+++ The records +++

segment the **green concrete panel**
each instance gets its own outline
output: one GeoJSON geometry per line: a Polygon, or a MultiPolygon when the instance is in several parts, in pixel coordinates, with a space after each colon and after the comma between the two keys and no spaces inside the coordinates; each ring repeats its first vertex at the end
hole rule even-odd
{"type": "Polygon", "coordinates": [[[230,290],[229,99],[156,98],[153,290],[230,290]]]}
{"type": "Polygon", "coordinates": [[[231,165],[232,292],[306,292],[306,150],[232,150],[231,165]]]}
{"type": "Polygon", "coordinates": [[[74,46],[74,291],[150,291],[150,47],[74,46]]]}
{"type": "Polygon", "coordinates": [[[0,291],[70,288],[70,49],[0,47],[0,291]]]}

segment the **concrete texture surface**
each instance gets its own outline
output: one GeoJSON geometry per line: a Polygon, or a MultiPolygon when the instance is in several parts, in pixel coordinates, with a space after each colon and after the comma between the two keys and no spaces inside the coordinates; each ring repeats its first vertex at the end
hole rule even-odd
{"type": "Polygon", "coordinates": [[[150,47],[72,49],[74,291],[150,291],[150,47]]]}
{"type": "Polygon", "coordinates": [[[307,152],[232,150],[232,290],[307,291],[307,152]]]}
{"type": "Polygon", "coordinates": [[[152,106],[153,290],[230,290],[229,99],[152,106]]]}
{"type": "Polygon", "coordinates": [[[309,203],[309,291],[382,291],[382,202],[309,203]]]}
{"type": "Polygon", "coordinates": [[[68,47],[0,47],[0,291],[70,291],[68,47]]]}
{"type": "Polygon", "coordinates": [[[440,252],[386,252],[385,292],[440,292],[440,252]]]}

+++

• Instructions for the task:
Reproduce these lines with every occurrence of "even-odd" swapped for "nonzero", leaving everything else unchanged.

• Result below:
segment the **green concrete panel**
each instance gets its own outline
output: one GeoJSON geometry per line: a Polygon, or a MultiPolygon when the instance is in several parts, in pixel coordinates, with a space after each colon and after the comma between the two keys and no spaces inside the coordinates; each ring repeats its first vertex at the end
hole rule nonzero
{"type": "Polygon", "coordinates": [[[230,290],[229,99],[156,98],[153,290],[230,290]]]}
{"type": "Polygon", "coordinates": [[[231,165],[232,292],[306,292],[306,150],[232,150],[231,165]]]}
{"type": "Polygon", "coordinates": [[[74,46],[74,291],[150,291],[150,47],[74,46]]]}
{"type": "Polygon", "coordinates": [[[0,291],[70,288],[70,49],[0,47],[0,291]]]}

segment the **concrete texture surface**
each instance gets its own outline
output: one GeoJSON geometry per line: a Polygon, or a MultiPolygon when the instance is in several parts, in pixel coordinates, with a space after each colon and after the comma between the two keys and no spaces inside the coordinates; each ring repeats its first vertex at the end
hole rule nonzero
{"type": "Polygon", "coordinates": [[[150,47],[72,49],[74,291],[150,291],[150,47]]]}
{"type": "Polygon", "coordinates": [[[307,152],[232,150],[232,290],[307,291],[307,152]]]}
{"type": "Polygon", "coordinates": [[[152,106],[153,290],[230,290],[229,99],[152,106]]]}
{"type": "Polygon", "coordinates": [[[309,203],[309,291],[382,291],[382,202],[309,203]]]}
{"type": "Polygon", "coordinates": [[[68,47],[0,47],[0,291],[70,291],[68,47]]]}
{"type": "Polygon", "coordinates": [[[440,252],[386,252],[385,292],[440,292],[440,252]]]}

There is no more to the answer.